Listed records:

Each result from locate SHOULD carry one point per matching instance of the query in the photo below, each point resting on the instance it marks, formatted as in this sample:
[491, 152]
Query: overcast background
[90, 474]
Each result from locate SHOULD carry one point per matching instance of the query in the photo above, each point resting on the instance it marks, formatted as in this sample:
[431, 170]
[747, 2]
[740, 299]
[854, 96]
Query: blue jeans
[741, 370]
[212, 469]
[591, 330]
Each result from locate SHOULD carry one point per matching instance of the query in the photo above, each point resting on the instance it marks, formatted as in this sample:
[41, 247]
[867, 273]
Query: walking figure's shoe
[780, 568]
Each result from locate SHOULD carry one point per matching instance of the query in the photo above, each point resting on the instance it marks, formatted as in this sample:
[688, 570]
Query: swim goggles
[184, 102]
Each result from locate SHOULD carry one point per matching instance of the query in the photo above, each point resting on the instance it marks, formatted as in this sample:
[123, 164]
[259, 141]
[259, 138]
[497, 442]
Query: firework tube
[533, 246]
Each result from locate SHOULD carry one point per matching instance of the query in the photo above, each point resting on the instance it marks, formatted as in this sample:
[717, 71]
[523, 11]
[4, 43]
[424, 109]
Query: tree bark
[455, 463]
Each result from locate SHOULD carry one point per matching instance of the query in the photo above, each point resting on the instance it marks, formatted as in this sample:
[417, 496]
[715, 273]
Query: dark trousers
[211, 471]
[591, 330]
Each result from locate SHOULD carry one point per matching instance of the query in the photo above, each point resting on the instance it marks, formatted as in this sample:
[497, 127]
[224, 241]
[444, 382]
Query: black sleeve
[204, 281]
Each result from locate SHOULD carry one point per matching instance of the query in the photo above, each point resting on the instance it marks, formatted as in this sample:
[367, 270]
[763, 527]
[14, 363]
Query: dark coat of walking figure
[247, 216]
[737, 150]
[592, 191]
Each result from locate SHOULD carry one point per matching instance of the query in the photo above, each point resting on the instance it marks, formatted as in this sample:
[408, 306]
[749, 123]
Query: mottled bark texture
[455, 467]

Instructions for the task:
Return all of the material precisely as written.

Output below:
Each result from locate SHOULD carry one point per matching instance of the query in the photo below, each point resting on the instance it marks, formatted as in this sample:
[491, 152]
Query: overcast background
[90, 474]
Each result from locate SHOULD carry one point per matching instance of the query in the photo above, each point resting on the instance it marks, formatted as in this sample:
[431, 170]
[747, 2]
[740, 299]
[854, 96]
Query: blue jeans
[741, 370]
[212, 469]
[591, 330]
Each result from locate SHOULD carry one point per matching instance of the query in the photo above, each point resting on the instance it marks, formatted as in this sample:
[41, 247]
[867, 273]
Query: walking figure's shoe
[780, 568]
Each result from locate SHOULD carry one point per matching instance of the query in the photo above, each point resting on the instance it marks, formatted as in this sample:
[688, 570]
Query: swim goggles
[184, 102]
Each result from locate SHOULD carry one point per matching instance of the query in the photo above, each point resting on the instance it marks, formatted as in this sample:
[123, 164]
[259, 141]
[259, 138]
[497, 442]
Query: firework tube
[533, 246]
Each result from locate SHOULD carry one point per matching instance of the query in the photo above, each point resting on the instance it marks, formatted as in this sample:
[717, 71]
[523, 11]
[4, 43]
[424, 109]
Query: tree bark
[455, 463]
Each result from locate SHOULD carry one point per matching instance of the query in the photo above, each point resting on the instance it marks, formatted as in this sample:
[417, 496]
[715, 273]
Query: dark trousers
[211, 471]
[591, 330]
Each result from locate SHOULD carry one point per matching instance of the query in the photo above, each point resting on the instance it marks, formatted as in this sample:
[497, 127]
[224, 241]
[444, 382]
Query: black sleeve
[204, 281]
Each result from locate SHOULD carry one point per matching instance of the query in the photo above, each point resting on the instance it marks, formatted as in this sample:
[367, 270]
[763, 527]
[14, 363]
Query: dark coat of walking figure
[247, 216]
[737, 150]
[592, 191]
Each result from locate SHOULD carry one point per matching instance of the query in the photo above, each point resting on the instance it marks, formatted as in this sample:
[408, 306]
[749, 123]
Query: mottled bark texture
[455, 467]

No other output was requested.